(the) Secret Machines have shared, “The Finalizer”, off their upcoming album “The Moth, The Lizard and The Secret Machines” out March 24th.
TRACKLIST: 01. There’s No Starting Over 02. I Think It’s Light Outside 03. You Want It Worse 04. Even Out The Overflow 05. Last One Out 06. The Answer 07. Crucifixion Time 08. Run Out The Silver Light 09. The Finalizer
Brandon Curtis said this about the song: “‘The Finalizer’ is one of my favorite tracks on the record. It started from the same riff as the fourth track on the album, ‘Even Out the Overflow,’ and even though it went in a completely different direction, I feel like it retains some of the same feeling – in a sort of inverse relationship. It’s the last song on the album, and the last song we will preview before we release the whole album. So, I guess there is some finality to it. Endings often come with the promise of new beginnings. But there is always the chance that every goodbye could be the last. Thanks for listening 🙂”.
Belgrado have shared the first single, “Boixar”, off their upcoming album “Intra Apogeum” out April 28th via La Vida Es Un Mus.
TRACKLIST:
1. Boixar 2. Rytmy Wszechświata 3. Nie Zapomnę 4. Tu i Teraz 5. Elementy Umysłu 6. Tęsknota 7. Na Szlak 8. Intra Apogeum
The video for the song was directed by their former bass player Renzo Narvaez.
It’s been seven years since their last album, and their new lineup consists of Patrycja Proniewska (vocal), Jonathan Sirit (synths), Fernando Márquez (guitar and synths) y Louis Harding (bass).
They will be on a European tour through the month of May, no USofA (nor Tijuana) dates have been announced yet.
Algiers have shared another single, “73%”, off their upcoming album “Shook” out February 24th via Matador.
Franklin James Fisher said this about the song: “‘73%’ is an impressionistic love letter to the energy and movement of New York City that I missed so much when I was exiled in ATL during quarantine”.
The band will I’ll start their tour next month at SXSW.
Squid have share the first single, “Swing (In A Dream)”, off their upcoming album “O Monolith” out June 9th via Warp.
TRACKLIST:
1. Swing (In a Dream) 2. Devil’s Den 3. Siphon Song 4. Undergrowth 5. The Blades 6. After The Flash 7. Green Light 8. If You Had Seen The Bull’s Swimming Attempts You Would Have Stayed Away
The vet deo for the album opener was directed by Yoonha Park. This is what Yoonha said about the video: “I was interested in exploring visual ideas from Where’s Waldo, Richard Scarry, and Brueghel as a means to express anxieties about the climate crisis.”
Louis Borlase said this about the album: “There’s a running theme of the relation of people to the environment throughout. There are allusions to the world we became so immersed in, environmental emergency, the role of domesticity, and the displacement you feel when you’re away for a long time.”
The band has announced a UK/European tour in support of the album. No USofA (nor Tijuana) dates have been announced yet.
Keaton Henson has shared the first single, “Envy”, off his new upcoming album “House Party” out June 9th via PIAS.

# Task instructions
1) Reproduce the part of the album announcements starting at "Algiers have shared" and ending at "9th via Warp.".
2) Continue the album announcements, beginning immediately after their final sentence.

# Data extract
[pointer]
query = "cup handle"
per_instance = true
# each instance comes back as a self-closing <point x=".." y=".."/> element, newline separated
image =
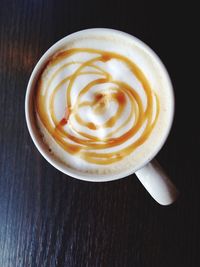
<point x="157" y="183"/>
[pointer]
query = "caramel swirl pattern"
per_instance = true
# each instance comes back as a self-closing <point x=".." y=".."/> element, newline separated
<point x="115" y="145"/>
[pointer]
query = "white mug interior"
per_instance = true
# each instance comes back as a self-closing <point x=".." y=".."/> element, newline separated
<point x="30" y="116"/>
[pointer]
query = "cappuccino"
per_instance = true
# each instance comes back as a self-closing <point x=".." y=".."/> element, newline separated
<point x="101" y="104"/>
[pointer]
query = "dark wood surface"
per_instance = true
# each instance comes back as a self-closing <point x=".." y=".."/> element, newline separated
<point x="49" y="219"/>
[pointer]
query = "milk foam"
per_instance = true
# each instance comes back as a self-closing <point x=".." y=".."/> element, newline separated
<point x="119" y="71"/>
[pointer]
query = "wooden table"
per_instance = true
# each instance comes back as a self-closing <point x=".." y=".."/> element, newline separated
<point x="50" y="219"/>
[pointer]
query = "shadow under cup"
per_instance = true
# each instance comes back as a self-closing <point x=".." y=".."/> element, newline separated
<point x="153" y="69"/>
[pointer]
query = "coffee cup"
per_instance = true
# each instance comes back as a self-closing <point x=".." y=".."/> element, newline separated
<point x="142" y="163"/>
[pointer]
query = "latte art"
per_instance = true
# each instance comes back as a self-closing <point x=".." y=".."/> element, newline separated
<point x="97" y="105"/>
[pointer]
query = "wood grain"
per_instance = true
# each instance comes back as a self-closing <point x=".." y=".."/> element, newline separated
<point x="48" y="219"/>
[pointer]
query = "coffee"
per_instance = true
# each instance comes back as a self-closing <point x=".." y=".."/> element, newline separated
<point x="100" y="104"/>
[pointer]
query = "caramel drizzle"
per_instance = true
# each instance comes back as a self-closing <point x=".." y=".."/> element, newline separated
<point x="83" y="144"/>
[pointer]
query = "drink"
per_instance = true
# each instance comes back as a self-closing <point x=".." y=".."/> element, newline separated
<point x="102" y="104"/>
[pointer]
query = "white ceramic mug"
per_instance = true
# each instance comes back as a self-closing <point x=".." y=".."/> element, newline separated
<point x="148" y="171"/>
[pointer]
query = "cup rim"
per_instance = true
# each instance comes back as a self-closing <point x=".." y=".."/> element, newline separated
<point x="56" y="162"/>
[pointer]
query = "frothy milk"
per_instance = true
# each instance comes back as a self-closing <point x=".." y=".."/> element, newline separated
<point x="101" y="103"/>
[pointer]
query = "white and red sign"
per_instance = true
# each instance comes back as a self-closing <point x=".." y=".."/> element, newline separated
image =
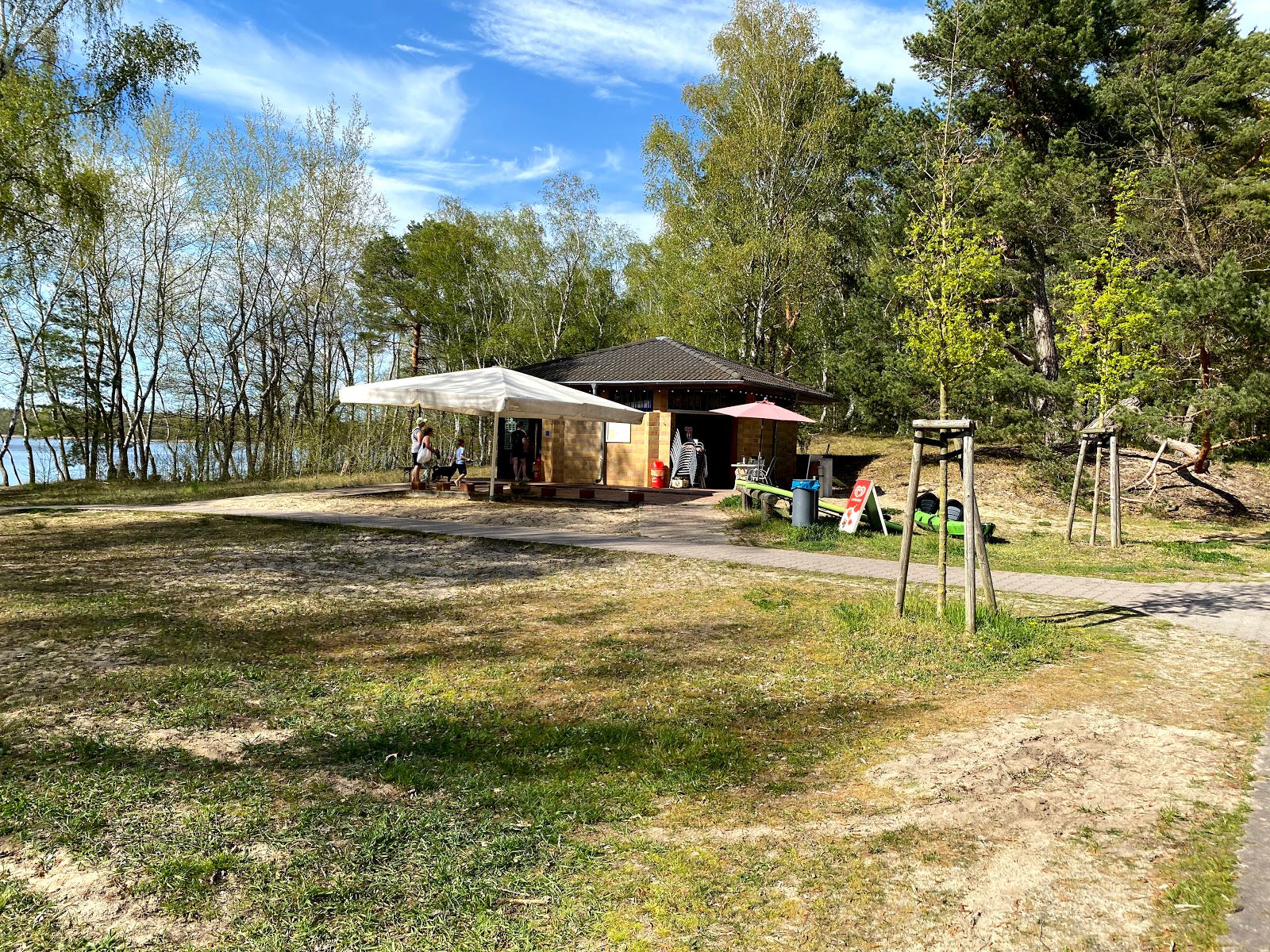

# Answers to the exercises
1)
Algiers have shared another single, “73%”, off their upcoming album “Shook” out February 24th via Matador.
Franklin James Fisher said this about the song: “‘73%’ is an impressionistic love letter to the energy and movement of New York City that I missed so much when I was exiled in ATL during quarantine”.
The band will I’ll start their tour next month at SXSW.
Squid have share the first single, “Swing (In A Dream)”, off their upcoming album “O Monolith” out June 9th via Warp.

2)
TRACKLIST:
1. I’m Not There 2. Rain In My Favourite House 3. Envy 4. The Meeting Place 5. Two Bad Teeth 6. Stay 7. Late To You 8. Parking Lot 9. Holiday 10. The Mine 12. Hooray 13. Hide Those Feelings
Keaton said this about the song: “Everything these days is so performative and aspirational, and we all seem to live in envy of people and lives that aren’t ours and we’re convinced would solve all our problems and feelings of emptiness. It’s about getting to the place where you always wanted to be, and were convinced would make everything better, and realising it hasn’t worked, and the scary realisation that no amount of money or success or fame will.
I think the guy in the song has forsaken all his friendships and meaningful relationships to get to this place in his life or career, and now, realising it was never going to make him happy, is lamenting his loneliness and the wasted years, and trying to warn others away from the same way of thinking”.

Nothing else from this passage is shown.